Convert every line of the data below into a JSON list of strings, with one string per line and no blank lines. Leave the pictures out of the output.

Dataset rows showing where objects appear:
-- START --

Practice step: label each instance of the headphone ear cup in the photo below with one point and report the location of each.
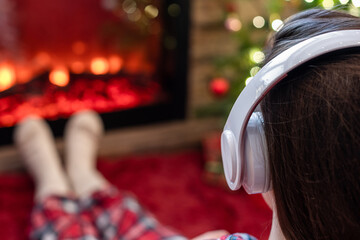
(256, 167)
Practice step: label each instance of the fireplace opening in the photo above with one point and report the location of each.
(125, 59)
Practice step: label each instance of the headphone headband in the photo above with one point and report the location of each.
(232, 139)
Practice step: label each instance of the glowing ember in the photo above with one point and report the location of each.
(79, 47)
(7, 77)
(115, 64)
(115, 94)
(78, 67)
(59, 77)
(99, 66)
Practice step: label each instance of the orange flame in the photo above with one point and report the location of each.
(99, 66)
(7, 77)
(59, 77)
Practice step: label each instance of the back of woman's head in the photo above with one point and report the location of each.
(312, 125)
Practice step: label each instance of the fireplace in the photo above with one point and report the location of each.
(126, 59)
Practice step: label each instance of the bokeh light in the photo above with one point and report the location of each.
(99, 66)
(7, 77)
(233, 23)
(259, 22)
(256, 55)
(151, 11)
(59, 76)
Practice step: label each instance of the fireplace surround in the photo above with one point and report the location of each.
(132, 70)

-- END --

• Completed task:
[
  "Practice step: label each instance of the headphone ear cup in the photo below with one point and report the location of each.",
  "(256, 167)",
  "Practice step: label each instance of the fireplace opening in the photo above with one point and report the location of each.",
  "(125, 59)",
  "Practice step: label each instance of the headphone headband in the photo above with one point and report the location of each.",
  "(232, 139)",
  "Practice step: label each instance of the glowing ember in the photo above with one point and report the location of each.",
  "(79, 47)",
  "(7, 77)",
  "(115, 64)",
  "(115, 94)",
  "(78, 67)",
  "(59, 77)",
  "(99, 66)",
  "Practice step: label each instance of the orange flame in the photo above with one point and report the location of each.",
  "(99, 66)",
  "(7, 77)",
  "(59, 77)",
  "Practice step: label each instance of the back of woman's head in the photo above with one point and report the location of each.",
  "(312, 125)",
  "Practice step: label each instance of the fireplace in the photo above with one point and report the location of each.",
  "(126, 59)",
  "Practice step: label each instance of the bokeh light in the photo above with one point and report the location of each.",
  "(99, 66)",
  "(7, 77)",
  "(233, 23)",
  "(259, 22)",
  "(256, 55)",
  "(151, 11)",
  "(59, 76)",
  "Practice step: label each instance of the fireplace surround in the photo above with one point and report the location of each.",
  "(132, 70)"
]